> INPUT DATA:
• • • • •

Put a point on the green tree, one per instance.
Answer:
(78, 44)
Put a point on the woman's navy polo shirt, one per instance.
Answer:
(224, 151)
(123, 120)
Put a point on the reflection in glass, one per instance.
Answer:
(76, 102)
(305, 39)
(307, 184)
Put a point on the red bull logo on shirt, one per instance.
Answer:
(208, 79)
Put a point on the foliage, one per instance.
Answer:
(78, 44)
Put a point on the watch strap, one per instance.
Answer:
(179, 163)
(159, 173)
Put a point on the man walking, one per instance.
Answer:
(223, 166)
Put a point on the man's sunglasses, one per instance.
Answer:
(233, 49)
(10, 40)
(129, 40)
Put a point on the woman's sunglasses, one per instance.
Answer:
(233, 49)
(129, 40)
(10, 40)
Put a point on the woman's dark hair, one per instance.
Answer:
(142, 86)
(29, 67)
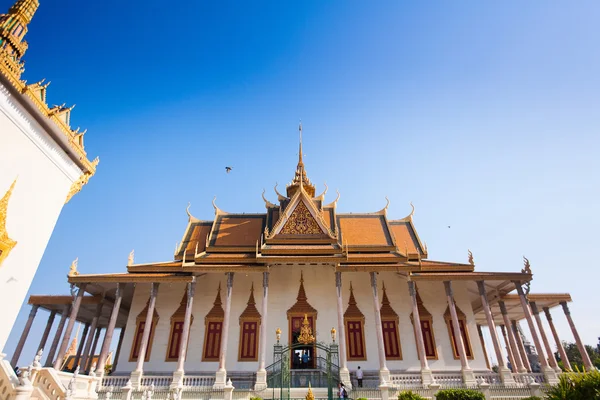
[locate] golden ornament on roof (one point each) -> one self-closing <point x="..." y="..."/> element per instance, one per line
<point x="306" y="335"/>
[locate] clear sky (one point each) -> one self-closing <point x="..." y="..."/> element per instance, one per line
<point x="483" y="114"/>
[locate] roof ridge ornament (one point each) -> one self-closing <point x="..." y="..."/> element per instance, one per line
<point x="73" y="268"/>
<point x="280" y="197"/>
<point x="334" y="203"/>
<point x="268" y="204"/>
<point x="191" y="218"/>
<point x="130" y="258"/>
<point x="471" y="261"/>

• • • • •

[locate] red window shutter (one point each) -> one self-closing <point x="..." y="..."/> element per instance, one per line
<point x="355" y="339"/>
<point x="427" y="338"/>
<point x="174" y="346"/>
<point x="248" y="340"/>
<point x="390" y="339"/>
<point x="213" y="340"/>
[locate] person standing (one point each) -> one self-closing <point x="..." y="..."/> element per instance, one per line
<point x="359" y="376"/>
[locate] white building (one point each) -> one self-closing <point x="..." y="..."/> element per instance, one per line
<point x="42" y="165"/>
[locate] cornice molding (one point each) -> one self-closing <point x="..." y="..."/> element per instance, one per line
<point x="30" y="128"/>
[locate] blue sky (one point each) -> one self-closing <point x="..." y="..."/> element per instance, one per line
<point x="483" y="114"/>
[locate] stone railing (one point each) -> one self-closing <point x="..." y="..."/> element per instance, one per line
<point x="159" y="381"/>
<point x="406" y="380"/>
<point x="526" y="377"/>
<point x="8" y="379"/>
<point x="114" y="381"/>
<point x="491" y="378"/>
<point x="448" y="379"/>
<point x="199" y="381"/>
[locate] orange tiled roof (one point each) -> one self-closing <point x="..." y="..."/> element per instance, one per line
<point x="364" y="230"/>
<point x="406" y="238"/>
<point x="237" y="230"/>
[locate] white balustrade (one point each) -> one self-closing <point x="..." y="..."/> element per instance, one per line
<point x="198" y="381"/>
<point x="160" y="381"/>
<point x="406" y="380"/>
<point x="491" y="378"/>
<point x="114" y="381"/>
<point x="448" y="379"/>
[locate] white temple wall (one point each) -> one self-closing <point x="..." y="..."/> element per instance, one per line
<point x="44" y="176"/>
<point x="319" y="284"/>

• • • • •

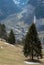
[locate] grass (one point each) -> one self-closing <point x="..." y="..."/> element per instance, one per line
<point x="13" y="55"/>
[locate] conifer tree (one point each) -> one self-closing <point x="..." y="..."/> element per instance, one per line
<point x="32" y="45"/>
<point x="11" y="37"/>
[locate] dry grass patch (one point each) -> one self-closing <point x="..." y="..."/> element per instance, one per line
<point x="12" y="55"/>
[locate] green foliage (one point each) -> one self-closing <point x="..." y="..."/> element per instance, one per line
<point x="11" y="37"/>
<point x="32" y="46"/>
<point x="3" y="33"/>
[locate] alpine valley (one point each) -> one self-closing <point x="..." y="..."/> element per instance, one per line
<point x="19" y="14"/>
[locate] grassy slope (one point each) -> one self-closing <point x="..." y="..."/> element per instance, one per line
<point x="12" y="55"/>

• • • • •

> PROBLEM REQUIREMENTS: Which lines of the data include the word "woman"? Copy each one.

> TASK RESULT:
Put a point on the woman's navy polo shirt, one per instance.
Put a point on the woman's sunglasses, one per instance.
Put a point on the woman's dark hair, one per instance.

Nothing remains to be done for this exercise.